====== RECORD EXTRACTS
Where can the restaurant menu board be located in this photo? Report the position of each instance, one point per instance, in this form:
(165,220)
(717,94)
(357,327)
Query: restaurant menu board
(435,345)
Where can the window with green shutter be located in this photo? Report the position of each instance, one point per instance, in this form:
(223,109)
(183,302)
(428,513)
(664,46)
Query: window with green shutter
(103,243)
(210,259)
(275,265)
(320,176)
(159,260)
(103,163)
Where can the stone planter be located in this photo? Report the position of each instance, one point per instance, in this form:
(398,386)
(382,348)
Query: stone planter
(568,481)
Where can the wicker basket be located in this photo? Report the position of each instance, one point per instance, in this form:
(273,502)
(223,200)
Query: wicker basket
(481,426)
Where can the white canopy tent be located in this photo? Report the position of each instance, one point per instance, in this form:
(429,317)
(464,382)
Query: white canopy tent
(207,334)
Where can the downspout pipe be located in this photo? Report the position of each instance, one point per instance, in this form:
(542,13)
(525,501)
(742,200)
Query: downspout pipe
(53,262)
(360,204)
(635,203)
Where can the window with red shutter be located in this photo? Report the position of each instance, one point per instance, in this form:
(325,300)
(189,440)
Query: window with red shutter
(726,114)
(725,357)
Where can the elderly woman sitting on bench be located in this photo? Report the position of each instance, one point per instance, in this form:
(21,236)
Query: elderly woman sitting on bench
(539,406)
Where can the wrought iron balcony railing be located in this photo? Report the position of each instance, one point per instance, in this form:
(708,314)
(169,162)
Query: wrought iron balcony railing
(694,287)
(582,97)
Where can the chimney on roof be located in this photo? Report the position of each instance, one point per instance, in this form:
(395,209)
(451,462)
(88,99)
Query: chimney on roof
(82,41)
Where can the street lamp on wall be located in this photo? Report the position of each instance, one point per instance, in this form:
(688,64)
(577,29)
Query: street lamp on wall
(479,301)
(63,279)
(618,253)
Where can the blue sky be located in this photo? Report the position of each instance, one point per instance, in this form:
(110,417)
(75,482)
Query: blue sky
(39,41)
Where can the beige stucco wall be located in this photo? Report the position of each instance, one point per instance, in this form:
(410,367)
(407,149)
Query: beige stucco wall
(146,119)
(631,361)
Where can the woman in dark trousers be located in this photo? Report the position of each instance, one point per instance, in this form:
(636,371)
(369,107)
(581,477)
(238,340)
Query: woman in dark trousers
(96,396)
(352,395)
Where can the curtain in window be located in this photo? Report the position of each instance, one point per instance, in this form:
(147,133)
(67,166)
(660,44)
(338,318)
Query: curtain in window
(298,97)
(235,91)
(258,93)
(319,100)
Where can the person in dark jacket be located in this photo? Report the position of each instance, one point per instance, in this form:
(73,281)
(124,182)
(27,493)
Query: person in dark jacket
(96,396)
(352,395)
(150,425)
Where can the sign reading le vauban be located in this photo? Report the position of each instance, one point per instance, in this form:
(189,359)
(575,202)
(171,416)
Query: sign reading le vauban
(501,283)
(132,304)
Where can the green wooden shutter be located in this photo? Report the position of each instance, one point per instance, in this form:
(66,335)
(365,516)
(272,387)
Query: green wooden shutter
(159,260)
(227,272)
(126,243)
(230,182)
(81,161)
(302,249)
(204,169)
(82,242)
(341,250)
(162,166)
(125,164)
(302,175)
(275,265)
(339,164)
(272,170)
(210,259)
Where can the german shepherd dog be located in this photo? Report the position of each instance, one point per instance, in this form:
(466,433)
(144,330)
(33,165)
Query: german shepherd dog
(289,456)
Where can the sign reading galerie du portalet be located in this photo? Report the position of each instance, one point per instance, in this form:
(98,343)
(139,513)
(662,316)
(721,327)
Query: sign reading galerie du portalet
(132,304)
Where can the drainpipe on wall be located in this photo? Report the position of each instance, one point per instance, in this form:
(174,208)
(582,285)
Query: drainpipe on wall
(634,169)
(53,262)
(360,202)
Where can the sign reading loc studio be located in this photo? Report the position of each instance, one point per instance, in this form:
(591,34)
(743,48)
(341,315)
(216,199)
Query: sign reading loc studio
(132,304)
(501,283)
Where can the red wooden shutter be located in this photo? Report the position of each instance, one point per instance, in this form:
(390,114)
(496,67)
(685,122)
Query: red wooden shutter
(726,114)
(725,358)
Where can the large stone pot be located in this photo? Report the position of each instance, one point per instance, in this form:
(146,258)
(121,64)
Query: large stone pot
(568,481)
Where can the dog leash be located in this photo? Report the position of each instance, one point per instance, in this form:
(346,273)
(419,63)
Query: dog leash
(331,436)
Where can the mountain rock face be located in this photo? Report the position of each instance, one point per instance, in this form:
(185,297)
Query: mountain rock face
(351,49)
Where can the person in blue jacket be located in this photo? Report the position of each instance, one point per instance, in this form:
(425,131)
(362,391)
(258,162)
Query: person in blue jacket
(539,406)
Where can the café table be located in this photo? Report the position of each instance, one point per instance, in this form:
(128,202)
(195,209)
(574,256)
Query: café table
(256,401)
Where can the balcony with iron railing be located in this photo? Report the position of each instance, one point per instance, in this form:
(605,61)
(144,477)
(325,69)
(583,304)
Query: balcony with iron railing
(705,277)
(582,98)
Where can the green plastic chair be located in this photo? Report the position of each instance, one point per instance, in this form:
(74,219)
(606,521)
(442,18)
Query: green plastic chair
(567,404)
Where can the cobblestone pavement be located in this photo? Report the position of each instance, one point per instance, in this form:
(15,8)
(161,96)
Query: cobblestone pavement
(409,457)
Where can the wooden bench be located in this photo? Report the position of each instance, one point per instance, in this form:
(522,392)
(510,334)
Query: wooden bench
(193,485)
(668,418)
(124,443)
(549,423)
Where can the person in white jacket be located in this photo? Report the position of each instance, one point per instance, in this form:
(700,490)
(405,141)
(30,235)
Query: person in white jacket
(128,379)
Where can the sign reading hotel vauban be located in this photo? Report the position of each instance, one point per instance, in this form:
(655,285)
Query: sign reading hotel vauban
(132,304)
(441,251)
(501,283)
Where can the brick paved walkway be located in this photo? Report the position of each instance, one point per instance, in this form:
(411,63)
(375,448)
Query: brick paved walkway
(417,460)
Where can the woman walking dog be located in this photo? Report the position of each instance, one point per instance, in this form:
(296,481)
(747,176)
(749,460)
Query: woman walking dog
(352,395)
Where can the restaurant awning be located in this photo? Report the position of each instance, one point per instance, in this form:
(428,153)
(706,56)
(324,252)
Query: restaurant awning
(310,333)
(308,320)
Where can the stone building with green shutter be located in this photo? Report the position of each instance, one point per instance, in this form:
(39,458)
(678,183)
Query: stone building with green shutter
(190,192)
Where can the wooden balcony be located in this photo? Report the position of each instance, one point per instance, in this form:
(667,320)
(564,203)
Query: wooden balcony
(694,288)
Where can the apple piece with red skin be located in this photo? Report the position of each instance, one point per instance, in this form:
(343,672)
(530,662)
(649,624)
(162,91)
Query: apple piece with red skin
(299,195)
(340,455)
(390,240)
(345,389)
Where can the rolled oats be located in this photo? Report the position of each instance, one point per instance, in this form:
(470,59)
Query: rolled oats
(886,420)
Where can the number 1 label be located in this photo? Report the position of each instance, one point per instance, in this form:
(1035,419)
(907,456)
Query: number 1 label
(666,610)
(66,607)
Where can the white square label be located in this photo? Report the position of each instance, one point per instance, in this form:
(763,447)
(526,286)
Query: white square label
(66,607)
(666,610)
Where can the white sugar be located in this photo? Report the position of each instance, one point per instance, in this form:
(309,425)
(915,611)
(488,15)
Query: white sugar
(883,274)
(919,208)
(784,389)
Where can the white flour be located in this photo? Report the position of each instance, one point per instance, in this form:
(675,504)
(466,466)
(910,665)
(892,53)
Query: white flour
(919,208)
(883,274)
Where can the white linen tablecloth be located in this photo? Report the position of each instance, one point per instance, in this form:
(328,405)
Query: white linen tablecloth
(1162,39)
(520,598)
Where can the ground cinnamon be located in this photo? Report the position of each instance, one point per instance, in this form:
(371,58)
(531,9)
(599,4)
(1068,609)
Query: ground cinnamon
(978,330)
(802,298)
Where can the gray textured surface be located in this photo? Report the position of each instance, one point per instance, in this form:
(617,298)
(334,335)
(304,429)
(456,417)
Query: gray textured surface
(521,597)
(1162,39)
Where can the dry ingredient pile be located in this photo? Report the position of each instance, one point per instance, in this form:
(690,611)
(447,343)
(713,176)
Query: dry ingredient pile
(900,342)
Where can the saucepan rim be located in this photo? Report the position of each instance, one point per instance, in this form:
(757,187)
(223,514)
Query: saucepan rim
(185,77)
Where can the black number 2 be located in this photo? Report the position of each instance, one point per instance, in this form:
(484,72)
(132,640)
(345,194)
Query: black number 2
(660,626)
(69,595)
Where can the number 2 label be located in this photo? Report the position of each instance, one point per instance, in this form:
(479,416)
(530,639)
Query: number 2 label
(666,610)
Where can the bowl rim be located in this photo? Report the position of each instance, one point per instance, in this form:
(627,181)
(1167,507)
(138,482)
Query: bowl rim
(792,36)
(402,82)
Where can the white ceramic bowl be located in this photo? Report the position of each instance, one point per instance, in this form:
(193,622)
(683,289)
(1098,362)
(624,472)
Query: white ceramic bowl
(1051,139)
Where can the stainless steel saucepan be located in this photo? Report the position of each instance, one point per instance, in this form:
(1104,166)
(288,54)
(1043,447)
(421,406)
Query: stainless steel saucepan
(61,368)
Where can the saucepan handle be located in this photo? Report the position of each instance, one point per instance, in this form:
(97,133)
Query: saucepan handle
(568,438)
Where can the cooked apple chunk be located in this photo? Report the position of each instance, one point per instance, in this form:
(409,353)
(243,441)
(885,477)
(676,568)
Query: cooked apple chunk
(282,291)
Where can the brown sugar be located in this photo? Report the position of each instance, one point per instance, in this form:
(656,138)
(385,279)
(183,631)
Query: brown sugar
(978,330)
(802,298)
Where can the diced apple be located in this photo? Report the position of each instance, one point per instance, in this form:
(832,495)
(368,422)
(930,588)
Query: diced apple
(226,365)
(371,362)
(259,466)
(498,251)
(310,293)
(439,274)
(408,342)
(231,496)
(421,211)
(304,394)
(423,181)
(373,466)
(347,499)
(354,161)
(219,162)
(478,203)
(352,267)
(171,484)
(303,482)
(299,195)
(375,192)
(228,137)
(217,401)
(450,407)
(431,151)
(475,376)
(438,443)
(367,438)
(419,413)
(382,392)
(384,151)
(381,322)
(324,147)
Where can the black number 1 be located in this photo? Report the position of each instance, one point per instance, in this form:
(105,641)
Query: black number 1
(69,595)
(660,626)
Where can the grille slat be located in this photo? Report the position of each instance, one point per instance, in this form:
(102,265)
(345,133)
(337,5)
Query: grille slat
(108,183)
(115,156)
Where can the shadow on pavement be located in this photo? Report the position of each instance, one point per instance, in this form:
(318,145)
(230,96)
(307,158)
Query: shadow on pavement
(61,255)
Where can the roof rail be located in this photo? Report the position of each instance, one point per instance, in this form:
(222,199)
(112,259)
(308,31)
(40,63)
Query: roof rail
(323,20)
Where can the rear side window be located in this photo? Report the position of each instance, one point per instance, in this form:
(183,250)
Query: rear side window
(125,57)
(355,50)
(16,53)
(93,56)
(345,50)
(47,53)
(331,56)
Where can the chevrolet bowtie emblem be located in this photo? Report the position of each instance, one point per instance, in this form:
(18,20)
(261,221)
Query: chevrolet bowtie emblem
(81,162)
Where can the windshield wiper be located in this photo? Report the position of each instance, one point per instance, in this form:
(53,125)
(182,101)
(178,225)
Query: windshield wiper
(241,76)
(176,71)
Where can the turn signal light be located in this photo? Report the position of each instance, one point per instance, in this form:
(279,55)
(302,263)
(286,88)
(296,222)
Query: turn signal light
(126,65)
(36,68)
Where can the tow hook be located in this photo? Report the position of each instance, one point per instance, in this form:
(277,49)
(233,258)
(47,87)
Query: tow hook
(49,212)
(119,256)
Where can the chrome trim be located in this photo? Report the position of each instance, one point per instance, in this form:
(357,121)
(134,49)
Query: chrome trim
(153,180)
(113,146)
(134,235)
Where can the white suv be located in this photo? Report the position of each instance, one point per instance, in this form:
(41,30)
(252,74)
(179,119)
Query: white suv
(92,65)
============
WHAT IS REQUIRED
Write out the lines above from the one containing "Where can the tow" through the last, exactly as they are.

SOLUTION TO THE EXERCISE
Where can the tow hook be located in this photo? Report the position of each instance, one point per instance, in this form:
(277,49)
(233,258)
(47,87)
Query: tow hook
(49,212)
(119,256)
Where can the chrome trim be located in this photo? Report the position of each instance, one point per instance, in this form:
(357,121)
(134,49)
Query: chrome trim
(153,180)
(113,146)
(134,235)
Where can the white suv be located in this photo? Report the position of each instance, one point per instance, in this form:
(41,30)
(252,74)
(179,119)
Query: white suv
(92,65)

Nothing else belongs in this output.